**Aufgabe 1**. Stelle bitte alle Zeilen unter „Aufgabendaten“ weiter unten als Markdown-Tabelle mit den Spalten „Nummer“ und „Inhalt“ dar und lass dabei Leerzeilen weg. Bilder gehören nicht in die Antwort.

**Textauszug**.
Mangels aktiver Anwendung mag mein Englisch manchmal ein wenig hölzern wirken, Verbesserungen sind durchaus erwünscht

Mfg, Troll


----------



## Marco13 (12. Dez 2009)

Ein bißchem her Luft (im zeitlichen Sinne) könnte ich gebrauchen. 

Wenn ich das richtig sehe, ist es bisher drauf runterkondensiert, aus einem Array von Numbers ein BufferedImage zu machen?! (Für den Entwurf würde es übrigens EIN Konstruktor tun - nämlich der mächtigste).


----------



## Bergtroll (13. Dez 2009)

Sodalla, ich habe mir gestern und heute mal überlegt, was genau ich mir eigentlich vorstelle und wie man es evtl. umsetzen könnte. Der UML Entwurf Klassenentwurf sieht so aus





(Was benutzt ihr eigentlich zum modellieren, Code generieren und reverse engineeren?)

**Aufgabendaten**.
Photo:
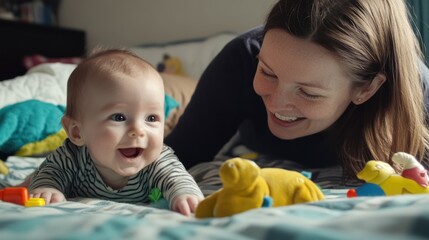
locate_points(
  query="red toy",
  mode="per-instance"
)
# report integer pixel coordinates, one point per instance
(19, 195)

**Aufgabe 2**. Welche Tätigkeiten zählt die Frage in Klammern am Ende des Textauszugs auf?

**Schriftliche Lösung 1**.
| Nummer | Inhalt |
|---|---|
| 1 | Photo: |
| 2 | locate_points( |
| 3 |   query="red toy", |
| 4 |   mode="per-instance" |
| 5 | ) |
| 6 | # report integer pixel coordinates, one point per instance |
| 7 | (19, 195) |

**Schriftliche Lösung 2**.
- modellieren
- Code generieren
- reverse engineeren